__TASK BRIEF__. Without any pictures, restate the full set of records below exactly.

Stored data entries
────────────────────────────────────────

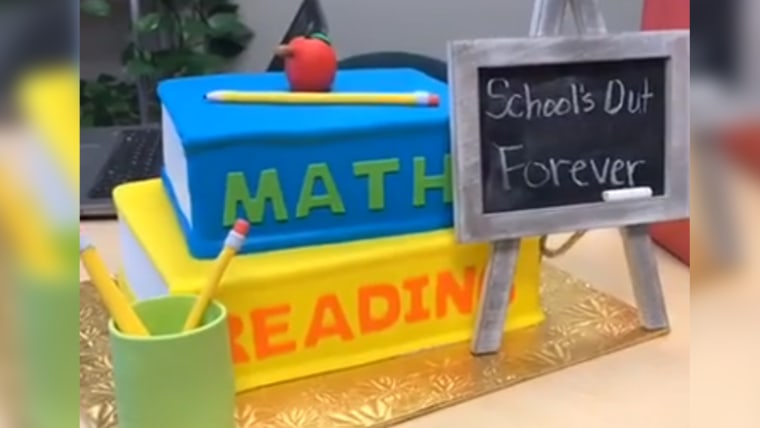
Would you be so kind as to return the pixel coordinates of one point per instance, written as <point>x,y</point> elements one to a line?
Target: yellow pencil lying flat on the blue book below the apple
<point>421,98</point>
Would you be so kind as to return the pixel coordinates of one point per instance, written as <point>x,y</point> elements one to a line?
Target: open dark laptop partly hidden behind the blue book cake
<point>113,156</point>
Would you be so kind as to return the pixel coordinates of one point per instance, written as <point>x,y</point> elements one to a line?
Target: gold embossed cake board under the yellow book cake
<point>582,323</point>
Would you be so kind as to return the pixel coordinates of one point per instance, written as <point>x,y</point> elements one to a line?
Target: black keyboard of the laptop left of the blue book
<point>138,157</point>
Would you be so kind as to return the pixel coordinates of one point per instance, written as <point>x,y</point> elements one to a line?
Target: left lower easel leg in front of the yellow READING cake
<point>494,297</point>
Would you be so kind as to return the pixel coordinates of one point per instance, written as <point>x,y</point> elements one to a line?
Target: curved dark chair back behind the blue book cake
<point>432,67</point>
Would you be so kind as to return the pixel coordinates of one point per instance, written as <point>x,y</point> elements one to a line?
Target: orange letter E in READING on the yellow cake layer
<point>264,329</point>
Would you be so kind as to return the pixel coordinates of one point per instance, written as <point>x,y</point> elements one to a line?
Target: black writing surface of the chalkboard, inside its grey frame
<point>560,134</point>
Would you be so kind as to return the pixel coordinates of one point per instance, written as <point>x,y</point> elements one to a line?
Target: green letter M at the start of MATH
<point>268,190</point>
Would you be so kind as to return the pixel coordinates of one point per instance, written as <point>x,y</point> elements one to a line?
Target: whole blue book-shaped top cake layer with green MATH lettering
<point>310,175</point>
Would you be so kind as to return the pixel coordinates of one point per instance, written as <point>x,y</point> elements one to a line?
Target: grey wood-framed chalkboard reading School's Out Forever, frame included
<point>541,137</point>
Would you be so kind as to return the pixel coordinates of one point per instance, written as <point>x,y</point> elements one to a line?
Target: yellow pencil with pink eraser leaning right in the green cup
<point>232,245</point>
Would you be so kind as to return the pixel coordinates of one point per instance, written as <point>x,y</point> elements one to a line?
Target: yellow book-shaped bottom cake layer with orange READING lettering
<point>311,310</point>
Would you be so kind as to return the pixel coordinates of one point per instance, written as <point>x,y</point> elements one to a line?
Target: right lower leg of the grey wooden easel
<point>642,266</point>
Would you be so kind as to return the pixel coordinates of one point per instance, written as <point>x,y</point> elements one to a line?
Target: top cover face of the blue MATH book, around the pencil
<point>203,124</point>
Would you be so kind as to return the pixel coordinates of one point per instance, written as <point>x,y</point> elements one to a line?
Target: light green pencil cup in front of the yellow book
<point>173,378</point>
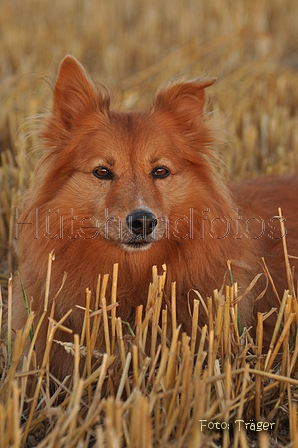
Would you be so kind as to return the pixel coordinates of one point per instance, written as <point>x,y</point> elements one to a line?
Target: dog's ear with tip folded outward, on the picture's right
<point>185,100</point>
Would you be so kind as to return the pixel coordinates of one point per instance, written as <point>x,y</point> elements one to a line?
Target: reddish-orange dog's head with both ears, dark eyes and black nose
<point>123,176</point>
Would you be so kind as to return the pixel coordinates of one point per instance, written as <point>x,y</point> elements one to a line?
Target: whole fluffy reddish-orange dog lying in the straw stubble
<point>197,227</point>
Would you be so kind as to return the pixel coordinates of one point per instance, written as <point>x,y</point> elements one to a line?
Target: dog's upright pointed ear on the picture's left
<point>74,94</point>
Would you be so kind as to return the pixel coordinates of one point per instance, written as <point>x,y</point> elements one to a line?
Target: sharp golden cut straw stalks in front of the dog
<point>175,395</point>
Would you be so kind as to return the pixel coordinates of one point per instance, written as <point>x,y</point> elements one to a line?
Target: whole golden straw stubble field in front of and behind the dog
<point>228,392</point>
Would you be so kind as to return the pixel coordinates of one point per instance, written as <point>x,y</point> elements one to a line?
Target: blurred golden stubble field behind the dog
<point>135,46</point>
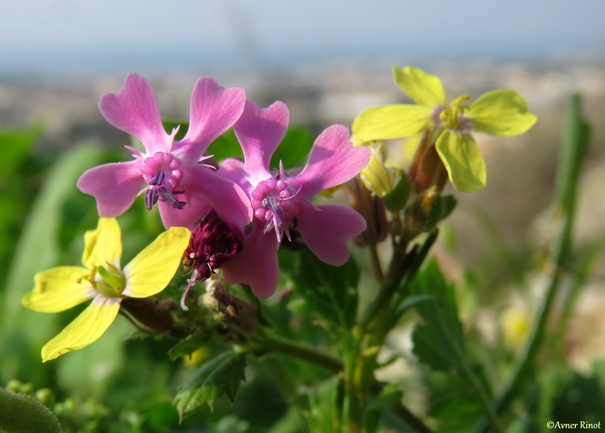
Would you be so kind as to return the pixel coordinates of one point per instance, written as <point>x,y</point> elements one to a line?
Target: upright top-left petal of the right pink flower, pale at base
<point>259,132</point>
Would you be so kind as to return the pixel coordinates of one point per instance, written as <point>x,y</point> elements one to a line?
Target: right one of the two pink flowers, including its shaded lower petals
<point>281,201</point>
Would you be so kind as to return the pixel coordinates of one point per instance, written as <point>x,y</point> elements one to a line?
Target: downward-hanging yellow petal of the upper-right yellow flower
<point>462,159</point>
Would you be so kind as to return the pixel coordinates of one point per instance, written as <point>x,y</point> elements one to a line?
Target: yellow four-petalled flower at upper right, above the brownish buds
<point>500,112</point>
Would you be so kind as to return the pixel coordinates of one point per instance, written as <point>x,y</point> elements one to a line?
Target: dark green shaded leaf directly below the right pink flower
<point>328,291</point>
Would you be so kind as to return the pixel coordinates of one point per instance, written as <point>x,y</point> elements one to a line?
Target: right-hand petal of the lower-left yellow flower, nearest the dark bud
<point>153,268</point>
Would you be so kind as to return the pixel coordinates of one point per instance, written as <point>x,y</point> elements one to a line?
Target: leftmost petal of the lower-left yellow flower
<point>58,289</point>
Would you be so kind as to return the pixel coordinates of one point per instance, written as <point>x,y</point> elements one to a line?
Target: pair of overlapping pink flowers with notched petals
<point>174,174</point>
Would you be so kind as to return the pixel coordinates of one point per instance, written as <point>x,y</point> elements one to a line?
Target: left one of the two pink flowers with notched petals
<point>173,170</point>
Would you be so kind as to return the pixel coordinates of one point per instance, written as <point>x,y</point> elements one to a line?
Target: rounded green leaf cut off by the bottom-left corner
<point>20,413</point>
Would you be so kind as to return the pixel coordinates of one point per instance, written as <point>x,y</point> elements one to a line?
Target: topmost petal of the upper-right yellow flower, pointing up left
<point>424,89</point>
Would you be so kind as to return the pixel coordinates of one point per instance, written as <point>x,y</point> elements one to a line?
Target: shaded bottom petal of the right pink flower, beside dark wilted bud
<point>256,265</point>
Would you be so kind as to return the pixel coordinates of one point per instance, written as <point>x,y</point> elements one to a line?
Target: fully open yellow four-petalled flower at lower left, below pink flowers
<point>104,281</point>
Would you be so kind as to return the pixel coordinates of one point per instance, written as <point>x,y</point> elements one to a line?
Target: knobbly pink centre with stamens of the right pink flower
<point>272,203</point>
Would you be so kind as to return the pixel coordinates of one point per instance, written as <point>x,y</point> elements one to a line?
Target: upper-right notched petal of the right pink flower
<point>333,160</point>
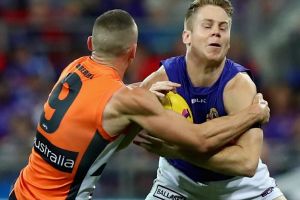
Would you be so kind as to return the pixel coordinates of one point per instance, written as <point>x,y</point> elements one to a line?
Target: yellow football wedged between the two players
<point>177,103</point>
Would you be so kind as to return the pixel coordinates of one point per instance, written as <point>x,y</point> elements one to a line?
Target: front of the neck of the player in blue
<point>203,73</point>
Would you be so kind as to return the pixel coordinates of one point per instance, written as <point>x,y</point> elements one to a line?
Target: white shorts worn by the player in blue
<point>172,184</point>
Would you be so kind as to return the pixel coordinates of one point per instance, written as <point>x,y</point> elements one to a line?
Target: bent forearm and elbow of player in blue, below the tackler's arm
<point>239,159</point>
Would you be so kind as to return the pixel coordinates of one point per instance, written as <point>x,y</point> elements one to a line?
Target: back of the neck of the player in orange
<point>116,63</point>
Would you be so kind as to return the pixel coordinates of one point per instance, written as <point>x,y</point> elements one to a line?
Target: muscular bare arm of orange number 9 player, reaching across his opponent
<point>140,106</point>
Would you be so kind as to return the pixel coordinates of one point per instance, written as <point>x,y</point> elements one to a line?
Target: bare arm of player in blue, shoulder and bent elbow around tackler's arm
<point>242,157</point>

────────────────────────────────────────

__RESULT FOR THIS TASK__.
Would you be so kind as to return the pixel coordinates of one point per instance, written as <point>x,y</point> elements one to a line?
Target: yellow pencil lying flat on the blue book below the apple
<point>421,98</point>
Would you be so kind as to return the pixel coordinates of one point per instance, written as <point>x,y</point> elements one to a line?
Target: open dark laptop partly hidden behind the blue book cake
<point>113,156</point>
Would you be so kind as to return the pixel coordinates of one point per instance, written as <point>x,y</point> elements one to a line?
Target: gold embossed cake board under the yellow book cake
<point>582,323</point>
Would you be so kind as to return the pixel coordinates of one point per instance, written as <point>x,y</point> elements one to a line?
Target: black keyboard of the laptop left of the blue book
<point>138,157</point>
Would you be so kind as to return the pixel coordinates of one point per instance, written as <point>x,y</point> elements one to a line?
Target: left lower easel leg in front of the yellow READING cake
<point>494,297</point>
Would you be so kind as to return the pixel coordinates of one point per instance, written as <point>x,y</point> elements one to a line?
Target: curved dark chair back behind the blue book cake
<point>432,67</point>
Would you be so kind as to return the pixel coordinates of one point per instance, written as <point>x,y</point> elements one to a line?
Target: orange letter E in READING on the yellow cake layer
<point>264,329</point>
Would you be so kind as to return the pixel coordinates of one point per instance, written as <point>x,y</point> elements one to a line?
Target: black writing surface of the chalkboard, inside its grey frame
<point>560,134</point>
Would you be so kind as to return the pixel coordinates of one point per instance, written as <point>x,y</point> elements one to a line?
Target: green letter M at the start of MATH
<point>268,190</point>
Would you be so kind as to return the pixel coordinates of one point per instance, written as <point>x,y</point> elements one to a line?
Target: whole blue book-shaped top cake layer with green MATH lettering
<point>310,175</point>
Would you be so kind as to return the pixel coordinates of one point per instance, written as <point>x,y</point> elements one to a line?
Target: grey wood-framed chalkboard reading School's Out Forever, frame included
<point>541,137</point>
Would you be so kind as to return the pixel coordinates of one point per instance, written as <point>x,y</point> elements one to a line?
Target: yellow pencil with pink eraser leaning right in the green cup
<point>232,245</point>
Would you be so kind as to return the pixel coordinates of one point per instance, written as <point>x,y</point> elements one to a line?
Target: yellow book-shaped bottom cake layer with orange READING lettering
<point>311,310</point>
Would you be so kind as to return the pixel coordinates of one point per instance, written as <point>x,y</point> elements one to a line?
Target: right lower leg of the grey wooden easel
<point>642,266</point>
Would you be so kind as to return the pixel coordinates of one point per instance, written as <point>x,y</point> elements one to a line?
Target: top cover face of the blue MATH book, around the pencil
<point>203,124</point>
Would you be so kind as to return the pixel coordinates of one point per instance, written as <point>x,y</point> elements one to a line?
Target: light green pencil cup in front of the yellow book
<point>173,378</point>
Would you be so kind as to return the pixel coordinates of one point per instance, written as <point>x,y</point> elements one to a line?
Target: dog's ear with tip folded outward, on the picture's right
<point>185,100</point>
Would you be so kind as to return the pixel coordinates of one point per instance, written as <point>x,y</point> elements one to a line?
Target: reddish-orange dog's head with both ears, dark eyes and black nose
<point>123,176</point>
Would you be so kind as to return the pixel coordinates of one point per instance, written as <point>x,y</point> elements one to a line?
Target: whole fluffy reddish-orange dog lying in the straw stubble
<point>197,227</point>
Would you be so kind as to return the pixel coordinates of one point per instance, written as <point>x,y</point> elements one to a line?
Target: dog's upright pointed ear on the picture's left
<point>74,94</point>
Would you be so kind as to return the pixel coordinates of one point per instance, written as <point>x,y</point> elements one to a line?
Target: sharp golden cut straw stalks in front of the dog
<point>175,395</point>
Would you be so kind as to return the pixel coordinates of one point per instance, written as <point>x,y</point> elements one to a line?
Target: whole golden straw stubble field in front of and behind the dog
<point>228,392</point>
Would you be so kind as to return the pixel coordinates of one point per instance, written as <point>x,y</point> elements one to a line?
Target: blurred golden stubble field behind the dog
<point>135,46</point>
Would you be so kind as to return the pixel coordinates of one point per instance, written as <point>x,y</point> elements one to a line?
Target: upright top-left petal of the right pink flower, pale at base
<point>259,132</point>
Would you be so kind as to return the pixel coordinates of one point per instance, written as <point>x,y</point> elements one to a line?
Target: right one of the two pink flowers, including its shaded lower petals
<point>281,201</point>
Would you be so kind as to return the pixel coordinates of one point per instance, written as <point>x,y</point> elements one to a line?
Target: downward-hanging yellow petal of the upper-right yellow flower
<point>462,159</point>
Would you be so kind as to return the pixel coordinates of one point per instance, written as <point>x,y</point> elements one to a line?
Target: yellow four-petalled flower at upper right, above the brownish buds
<point>500,112</point>
Would you be so kind as to return the pixel coordinates of one point per instance, written as <point>x,y</point> elements one to a line?
Target: dark green shaded leaf directly below the right pink flower
<point>328,291</point>
Would you be so kind as to return the pixel coordinates of one point per instance, written as <point>x,y</point> elements one to a line?
Target: right-hand petal of the lower-left yellow flower, nearest the dark bud
<point>153,268</point>
Would you be so kind as to return the pixel coordinates of one point per instance, written as <point>x,y</point> elements one to a line?
Target: leftmost petal of the lower-left yellow flower
<point>58,289</point>
Would you be so kind as to return the pixel coordinates of one point per instance, written as <point>x,y</point> elements one to a line?
Target: pair of overlapping pink flowers with notched petals
<point>174,174</point>
Would you be so kind as to return the pixel coordinates of one point per instance, written as <point>x,y</point> elements one to a line?
Target: left one of the two pink flowers with notched petals
<point>173,170</point>
Would you be so kind as to return the pixel coordinates of one point per instance, written as <point>x,y</point> elements one to a line?
Target: rounded green leaf cut off by the bottom-left corner
<point>20,413</point>
Would you be so kind as to return the pixel coordinates of one point per instance, written as <point>x,y</point> elements one to a line?
Target: topmost petal of the upper-right yellow flower, pointing up left
<point>424,89</point>
Would you be so kind as to return the pixel coordinates of one point per instance, written as <point>x,y</point> elements one to a line?
Target: shaded bottom petal of the right pink flower, beside dark wilted bud
<point>256,265</point>
Would you be so kind as to return the pixel coordinates of one point per instance, written as <point>x,y</point> elements one to a line?
Target: fully open yellow four-petalled flower at lower left, below pink flowers
<point>104,281</point>
Would you be so kind as to return the pixel coordinates of one point per instance, written as <point>x,y</point> elements one to a line?
Target: knobbly pink centre with stamens of the right pink flower
<point>272,203</point>
Would you be so kind as to return the pixel coordinates of one point per instance, written as <point>x,y</point> elements one to a line?
Target: upper-right notched petal of the right pink flower
<point>333,160</point>
Would you be so kind as to return the pixel coordinates of one point per instance, written as <point>x,y</point> elements one to a line?
Target: yellow football wedged between the two players
<point>177,103</point>
Would you be so kind as to return the pixel coordinates of one point per instance, written as <point>x,y</point> elements one to a line?
Target: front of the neck of the player in blue
<point>203,73</point>
Would you be so kind as to return the pixel coordinates of one point per instance, written as <point>x,y</point> elements one to a line?
Target: white shorts worn by the player in blue
<point>172,184</point>
Would you be so kind as to return the pixel coordinates of one point per instance, written as <point>x,y</point> elements one to a line?
Target: bent forearm and elbow of player in blue, below the tackler's arm
<point>239,159</point>
Would you be so kind as to return the pixel coordinates of one point per instance, written as <point>x,y</point> elements one to a line?
Target: back of the neck of the player in orange
<point>116,63</point>
Would you be so kind as to return the pixel coordinates of one point per instance, written as <point>x,y</point> elements one to a line?
Target: muscular bare arm of orange number 9 player, reaching across his opponent
<point>140,106</point>
Would you be so kind as to return the pixel coordinates of one point per instance, written as <point>x,y</point> elements one to a line?
Target: bare arm of player in blue, shoulder and bent elbow around tackler's arm
<point>242,157</point>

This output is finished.